**DATA FOR THE TASK**
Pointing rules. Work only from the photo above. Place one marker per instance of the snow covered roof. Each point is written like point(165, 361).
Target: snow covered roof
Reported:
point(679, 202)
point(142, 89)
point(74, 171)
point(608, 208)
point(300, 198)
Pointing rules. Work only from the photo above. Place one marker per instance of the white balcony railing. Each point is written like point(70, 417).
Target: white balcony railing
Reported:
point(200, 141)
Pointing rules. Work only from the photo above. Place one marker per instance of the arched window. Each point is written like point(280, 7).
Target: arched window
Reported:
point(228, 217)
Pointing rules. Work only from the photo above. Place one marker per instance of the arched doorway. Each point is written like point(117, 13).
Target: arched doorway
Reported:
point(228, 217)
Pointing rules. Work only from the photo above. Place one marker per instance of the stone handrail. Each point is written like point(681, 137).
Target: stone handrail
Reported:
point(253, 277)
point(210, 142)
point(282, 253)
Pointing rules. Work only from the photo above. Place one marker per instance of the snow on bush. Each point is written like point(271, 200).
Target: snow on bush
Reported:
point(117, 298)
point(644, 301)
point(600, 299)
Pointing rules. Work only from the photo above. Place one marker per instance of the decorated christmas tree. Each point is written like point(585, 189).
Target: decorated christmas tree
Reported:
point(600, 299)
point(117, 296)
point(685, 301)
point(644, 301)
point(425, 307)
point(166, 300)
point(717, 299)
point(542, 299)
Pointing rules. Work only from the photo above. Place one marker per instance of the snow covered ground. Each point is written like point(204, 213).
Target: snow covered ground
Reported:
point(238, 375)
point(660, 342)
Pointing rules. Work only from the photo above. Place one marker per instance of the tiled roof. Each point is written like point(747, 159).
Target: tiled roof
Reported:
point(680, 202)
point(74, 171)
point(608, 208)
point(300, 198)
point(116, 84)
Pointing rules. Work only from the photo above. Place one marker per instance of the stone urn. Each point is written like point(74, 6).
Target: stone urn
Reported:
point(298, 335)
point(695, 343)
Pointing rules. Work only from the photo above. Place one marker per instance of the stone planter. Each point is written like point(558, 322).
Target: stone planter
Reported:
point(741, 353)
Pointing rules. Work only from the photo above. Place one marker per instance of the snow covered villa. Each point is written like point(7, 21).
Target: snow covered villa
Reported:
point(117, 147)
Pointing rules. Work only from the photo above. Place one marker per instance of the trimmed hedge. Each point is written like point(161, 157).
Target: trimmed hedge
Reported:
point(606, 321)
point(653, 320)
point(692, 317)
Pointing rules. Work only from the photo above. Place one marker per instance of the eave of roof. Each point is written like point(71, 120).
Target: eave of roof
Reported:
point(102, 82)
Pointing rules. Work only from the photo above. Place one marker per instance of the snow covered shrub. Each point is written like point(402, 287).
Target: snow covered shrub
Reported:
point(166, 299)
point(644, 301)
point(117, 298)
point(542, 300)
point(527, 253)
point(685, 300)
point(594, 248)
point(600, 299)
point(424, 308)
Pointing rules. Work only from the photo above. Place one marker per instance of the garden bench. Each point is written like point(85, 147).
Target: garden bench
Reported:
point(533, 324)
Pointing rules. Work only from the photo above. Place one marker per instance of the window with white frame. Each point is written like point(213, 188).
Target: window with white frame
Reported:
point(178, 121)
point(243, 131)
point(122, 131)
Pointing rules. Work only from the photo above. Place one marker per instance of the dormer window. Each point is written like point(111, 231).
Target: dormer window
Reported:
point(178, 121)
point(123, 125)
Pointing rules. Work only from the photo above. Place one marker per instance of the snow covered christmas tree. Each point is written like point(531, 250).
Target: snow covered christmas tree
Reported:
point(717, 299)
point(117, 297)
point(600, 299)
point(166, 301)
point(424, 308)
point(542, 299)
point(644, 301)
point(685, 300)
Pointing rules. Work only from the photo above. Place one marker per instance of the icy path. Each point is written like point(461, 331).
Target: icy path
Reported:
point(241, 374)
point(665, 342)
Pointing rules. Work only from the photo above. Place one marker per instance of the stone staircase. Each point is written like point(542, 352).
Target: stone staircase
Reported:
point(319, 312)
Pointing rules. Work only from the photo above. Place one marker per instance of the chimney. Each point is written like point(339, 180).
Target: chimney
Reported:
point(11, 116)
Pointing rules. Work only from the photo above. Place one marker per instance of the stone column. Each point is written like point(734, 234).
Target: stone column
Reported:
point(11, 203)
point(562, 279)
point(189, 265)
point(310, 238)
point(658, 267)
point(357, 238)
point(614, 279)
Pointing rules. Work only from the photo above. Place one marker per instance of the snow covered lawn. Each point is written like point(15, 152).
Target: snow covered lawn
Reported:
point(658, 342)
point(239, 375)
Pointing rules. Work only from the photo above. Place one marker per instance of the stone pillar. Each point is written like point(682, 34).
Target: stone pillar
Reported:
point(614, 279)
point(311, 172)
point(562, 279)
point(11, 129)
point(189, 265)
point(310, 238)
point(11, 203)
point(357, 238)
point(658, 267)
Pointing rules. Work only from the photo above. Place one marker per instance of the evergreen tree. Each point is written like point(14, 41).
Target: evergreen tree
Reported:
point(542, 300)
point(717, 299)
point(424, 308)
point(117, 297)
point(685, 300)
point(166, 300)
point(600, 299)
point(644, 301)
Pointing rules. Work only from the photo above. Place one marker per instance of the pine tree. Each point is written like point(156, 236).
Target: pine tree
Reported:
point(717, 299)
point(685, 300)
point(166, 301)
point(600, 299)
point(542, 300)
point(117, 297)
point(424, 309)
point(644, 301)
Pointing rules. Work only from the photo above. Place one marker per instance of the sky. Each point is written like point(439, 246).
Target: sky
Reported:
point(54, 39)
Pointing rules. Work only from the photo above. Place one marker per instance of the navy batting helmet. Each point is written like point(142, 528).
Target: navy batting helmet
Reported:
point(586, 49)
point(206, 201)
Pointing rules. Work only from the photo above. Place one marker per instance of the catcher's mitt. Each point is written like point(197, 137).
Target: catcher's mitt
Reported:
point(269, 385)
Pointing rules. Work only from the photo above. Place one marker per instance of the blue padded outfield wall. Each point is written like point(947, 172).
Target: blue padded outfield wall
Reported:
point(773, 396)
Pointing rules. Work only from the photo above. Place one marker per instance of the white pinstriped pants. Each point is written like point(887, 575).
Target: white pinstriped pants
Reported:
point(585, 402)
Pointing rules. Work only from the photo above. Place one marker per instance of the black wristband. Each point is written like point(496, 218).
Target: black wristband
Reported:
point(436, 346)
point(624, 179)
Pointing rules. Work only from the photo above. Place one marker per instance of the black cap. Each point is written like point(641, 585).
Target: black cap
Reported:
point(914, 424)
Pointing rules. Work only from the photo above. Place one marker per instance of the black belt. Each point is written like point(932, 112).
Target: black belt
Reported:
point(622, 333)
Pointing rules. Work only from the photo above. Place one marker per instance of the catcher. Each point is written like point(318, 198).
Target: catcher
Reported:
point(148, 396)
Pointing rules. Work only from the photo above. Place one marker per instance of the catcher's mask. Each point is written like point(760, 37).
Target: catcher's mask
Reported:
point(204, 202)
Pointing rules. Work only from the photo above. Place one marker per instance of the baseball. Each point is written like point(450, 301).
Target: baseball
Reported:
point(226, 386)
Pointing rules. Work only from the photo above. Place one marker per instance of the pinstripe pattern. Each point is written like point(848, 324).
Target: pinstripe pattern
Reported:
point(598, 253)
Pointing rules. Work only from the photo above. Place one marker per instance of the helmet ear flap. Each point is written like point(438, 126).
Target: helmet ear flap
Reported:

**TASK GOAL**
Could you copy every line from the records that has "balcony" in it?

**RESPONSE**
Pointing rules. Work only from the photo above. Place one marker per instance of the white balcony railing. Each point is written like point(70, 417).
Target: white balcony railing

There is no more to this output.